Passage shown
——————

By Silviu Stahie on Mar 27, 2020 | 1 Comment

The legal sector is a prime target for cybercriminals, and the vast majority of IT leaders in the industry consider insider threats a significant concern. 77% think employees are directly responsible for exposing valuable data by mistake.

While other industries seem to be a lot more exposed when it comes to data breaches, the legal sector has unique caveats. IT pros say accidental data breaches appear to be accidental – not so much the result of cyber-attacks.

Egress Global Insider Data Breach survey covered 106 IT leaders and 1,001 employees in legal sector companies, from UK, US and Benelux regions.

In a survey, 96% of IT leaders in the legal sector think their business face insider breach risks, which are difficult to quantify, let alone prevent. Furthermore, 77% say employees have already leaked data in the past 12 months, and among those, 78% of the people involved in insider breaches did so intentionally.

“Responses from legal sector employees shows they are twice as likely as those from other sectors to admit both intentionally and accidentally breaking company policy when sharing data,” states the survey. “57% said they had intentionally broken company policy compared with 29% average across all sectors, and 56% said they had done so accidentally, compared with 27% on average.”

——————

Information given
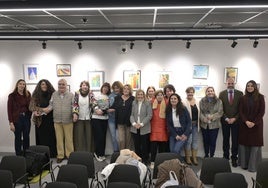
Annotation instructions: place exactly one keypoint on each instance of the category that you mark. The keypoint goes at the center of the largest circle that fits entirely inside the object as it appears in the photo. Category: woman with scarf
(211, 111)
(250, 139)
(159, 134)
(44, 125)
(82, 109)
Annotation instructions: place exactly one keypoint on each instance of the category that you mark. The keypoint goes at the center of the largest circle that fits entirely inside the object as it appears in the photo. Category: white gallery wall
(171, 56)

——————

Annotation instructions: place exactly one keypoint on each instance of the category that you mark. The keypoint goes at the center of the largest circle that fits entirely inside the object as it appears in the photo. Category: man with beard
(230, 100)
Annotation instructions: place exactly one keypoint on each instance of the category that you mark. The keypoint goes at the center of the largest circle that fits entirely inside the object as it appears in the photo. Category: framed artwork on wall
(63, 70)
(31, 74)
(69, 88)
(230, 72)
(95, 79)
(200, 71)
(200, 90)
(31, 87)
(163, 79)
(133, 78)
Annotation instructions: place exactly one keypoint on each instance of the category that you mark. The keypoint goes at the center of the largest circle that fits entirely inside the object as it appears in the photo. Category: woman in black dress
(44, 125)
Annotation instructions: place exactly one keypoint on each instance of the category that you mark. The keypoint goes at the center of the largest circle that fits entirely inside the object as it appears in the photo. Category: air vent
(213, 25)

——————

Given problem A
Please return everything from "While other industries" down to "did so intentionally." in the article on legal-sector insider data breaches.
Given problem B
List every line of the rows that contains the string "black", matching case exactly.

Written solution A
While other industries seem to be a lot more exposed when it comes to data breaches, the legal sector has unique caveats. IT pros say accidental data breaches appear to be accidental – not so much the result of cyber-attacks.

Egress Global Insider Data Breach survey covered 106 IT leaders and 1,001 employees in legal sector companies, from UK, US and Benelux regions.

In a survey, 96% of IT leaders in the legal sector think their business face insider breach risks, which are difficult to quantify, let alone prevent. Furthermore, 77% say employees have already leaked data in the past 12 months, and among those, 78% of the people involved in insider breaches did so intentionally.

Written solution B
Annotation instructions: place exactly one keypoint on each instance of the category that you mark. The keypoint goes at the center of the largest circle that fits entirely inside the object as it appears in the photo. Category: woman in black dress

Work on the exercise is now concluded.